## Extracted text
Patek Philippe and friends (VC, A. Lange & Söhne, Breguet & Richard Mille) - an inspirational thread
A few persons have been asking about my collection and a whole shot or something like that. It's very kind of you. So i wanted to make this thread as a kind of quick overview with small reviews of each watch. And please do not see this post as some narcissistic outbreak "look at me and my watches", that's not the purpose.
My thought is to give some inspiration and give a little entertainment. While he have the crisis in China i thought maybe this could cheer people up a bit. And i know many enthusiasts here will love it.
I would like to thank RWI to give me the opportunity to have this collection and i would like to thank all the RWI colleagues to give inspiration and knowledge which have made it possible to me. Also the inspiration i got for the strap combinations.
First i would like to say, that my thought has been to have variation regarding types of watches, case materials, dial types, complications and colors. But as you can see i'm mostly a dress watch kind of guy.
Because i have mainly Patek's i've put the thread here. Before we begin with the Patek's, a collection shot
The 5711 Nautilus and the 6102R Celestial are not in this shot.
The key points written below are the elements i value the most, that the watch adds to my collection.
Patek Philippe
Key points: Enamel dial (real), Micro-rotor movement, white gold case (SS).
This watch i'm writing a review on, but here i would like to give a little information on it. It's 38mm, thickness is 11mm with the crystal, but without, it's only 8,6mm. Gen is 9.17mm with crystal and 9.0mm without.
This watch is one of the most incredible creations in the repworld. It has a real enamel dial! And it's such an incredible view. Have a perfect porcelain like shine. Painting is really good and gen-like.
The flaws are the open caseback and the engravings on the movement lack space. The watch is a bit expensive because of the enamel and despite the flaws it's worth it.
I'm awaiting a dark blue shiny CF strap with platinum stitching for it.
Key points: Chronograph (functional), Platinum case (SS), sunburst blue dial.
I've written a full review of this watch here. I just got it back today after it has gotten Prof's AR coating on the crystal and the hand has been painted white. I got a custom made strap for it inspired by an sales article on A Collected Man. The strap is an azure blue Camille Fournet (CF), with blue stitching.
The watch is a very nice fully functional chronograph, as the movement is a Seagull ST-1901. The dial looks beautiful and it's just perfect to have Patek Chronograph in the collection. Also the Seagull is known as a reliable chrono movement.
Key points: Annual calendar (functional calendar), blue gradient dial.
This is one of my absolute favourite pieces. It has a beautiful black-blue gradient dial, giving it a very vibrant and modern look. The case has a traditional and curved look, which is stunning. Lilke the gen the case is 40mm. It wears smaller because of the sloped bezel. It has a functional calendar, with date, day, month, moon phase is a 24h indicator. A piece that is perfect for travels and work.
A perfect dress watch, which i had to put on one of my most expensive straps, which is a shiny black CF with a round scale alligator lining.
I've written a full review on this watch here.

## Material provided
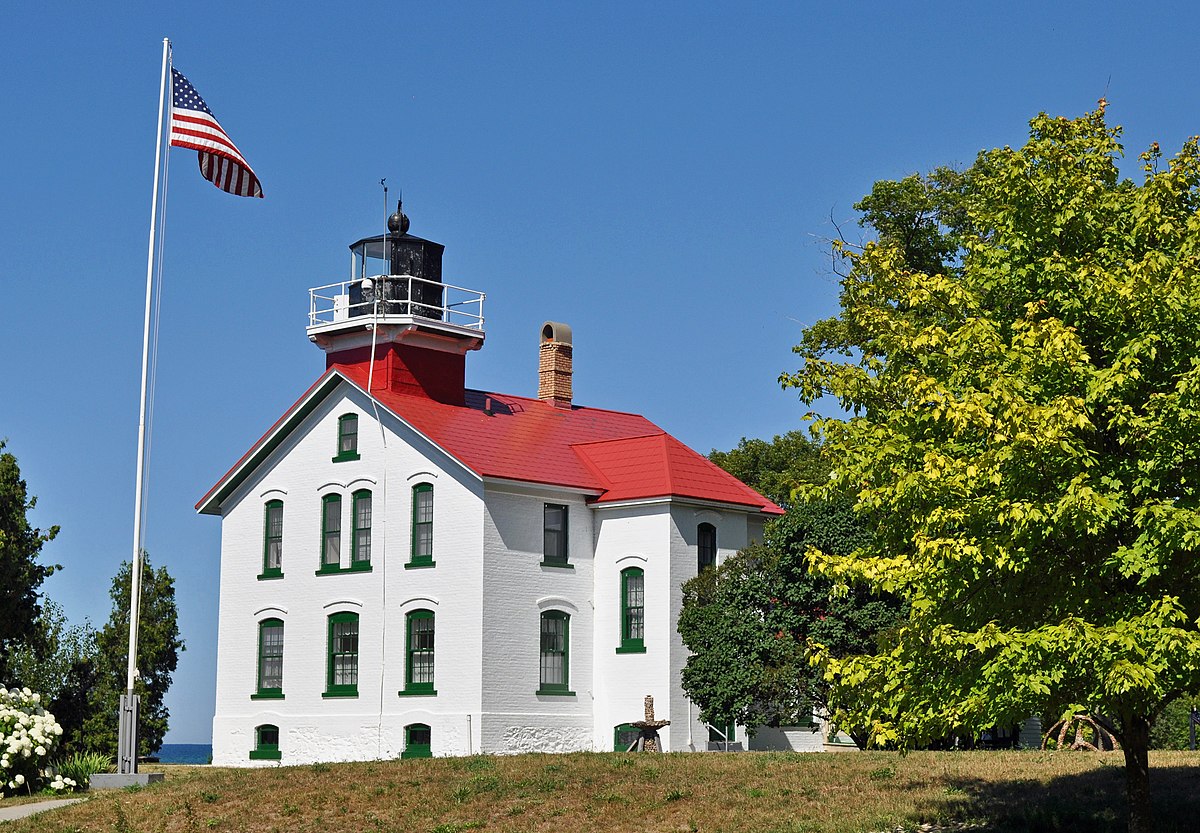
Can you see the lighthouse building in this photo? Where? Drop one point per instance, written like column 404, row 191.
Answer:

## Problems to solve
a. In the watch collection post, which movement powers the chronograph?
b. Transcribe the stretch of the watch collection post from "First i would" through "gold case (SS).".
c. Pick up the watch collection post after its final sentence and carry it forward.
The lines play no part in what comes next.

## Answers to the tasks
a. A Seagull ST-1901.

b.
First i would like to say, that my thought has been to have variation regarding types of watches, case materials, dial types, complications and colors. But as you can see i'm mostly a dress watch kind of guy.
Because i have mainly Patek's i've put the thread here. Before we begin with the Patek's, a collection shot
The 5711 Nautilus and the 6102R Celestial are not in this shot.
The key points written below are the elements i value the most, that the watch adds to my collection.
Patek Philippe
Key points: Enamel dial (real), Micro-rotor movement, white gold case (SS).

c.
Key points: Black dial, officer's case-back, Calatrava
The iconic calatrava or it's siblings is a must-have in any collection. Much has been written about this watch, and Godfathar has made an excellent review on this piece. I have put it on a navy blue alligator strap. The gen comes with a . Over all this is a very nice dress watch, understated but in an iconic design, with the same case shape as the 5205. Watch wears small and is thin.
Key points: Pilots watch, date complication w/hand.
This watch is a very versatile watch, which can be used with a shirt, dress, casual wear or on more relaxed occasions. It's a really beautiful design, which has come to stay as a future classic in the Patek range. As they have made other watches in this design line.
My particular watch has had the crystal changed to a sapphire AR crystal, as the stock crystal is not sapphire and coating is not good. Reflects too much. Also the GMT hand's central pinion area has been painted blue for a more gen-like look. The strap is a CF calf strap with chamoisine calf leather and ecru stitching.
I've written a full review on it here.
Key points: Rosegold dial, classic dress watch.
Another iconic Patek, not much to be said about it, other than it's one that i never get tired of. It's a piece that is on the Forum's NWBIG list. It's understated nature makes it perfect for work and the rosegold for more formal occasions too. The strap is a CF with chamoisine lining and ecru color hand-stitching.
Key points: Multiscale chrono (non-functional), anniversary edition Patek
This is a really amazing piece. It's just so amazing that you can have the possibility to have a limited anniversary edition of a rare Patek. The dial is a very beautiful classical sector dial type. It has flaws: It's not functional (the pushers are fixed) and the "15" is a "1S", which can't be seen easily though. But it really doesn't have many more flaws than that. It has a closed caseback and thickness and diameter is spot on.
It also come as 5975P black dial, platinum case (SS in rep) and a 5975G white dial, white gold case (SS in rep). IMO the 5975R is the less flawed as the coating on the case makes it visually more correct. And the black dial platinum edition comes with a seconds hand that is silver, unlike gen which is white. And lacks the diamond at 6 on the case, also the crystal looks cloudy. Godfather has made an excellent review on that and the mods in the Forum if you want to know more.
I have ordered a Dark brown matte square scale CF strap for this as i would like to have a classic rosegold watch-dark brown strap in my collection.
Patek Philippe 5711/1A-010 Nautilus blue dial (PPF V2)
Key points: Luxury sports watch.
I was a tad unlucky with this piece, as the 6 marker had gone off during transport. The watch has gone for a repair. I can understand why this watch is so popular. It's one of the most elegant sporty watches around. And i have preferred to have this in my collection rather than a Daytona or a Sub.
Key points: Celestial complication.
This watch is a very special piece. Although it's more of a project really. OOTB it's not very good to be honest. It could've been so much more, but the flaws are pulling it back:
1. It has rotating seconds hand disk, which rotates like a seconds hand. That is a feature which is not nice. That can be removed easily though. 2. But then it will leave the main disk then with too few stars and more stars will have to be painted on it. Also i'm looking into if the main disk can be made shiny like the gen. 3. The moon phase disk has silver wrongly shaped moons, and i'm looking into correcting that.
But it's a long time project.
The full review i made on this watch is here.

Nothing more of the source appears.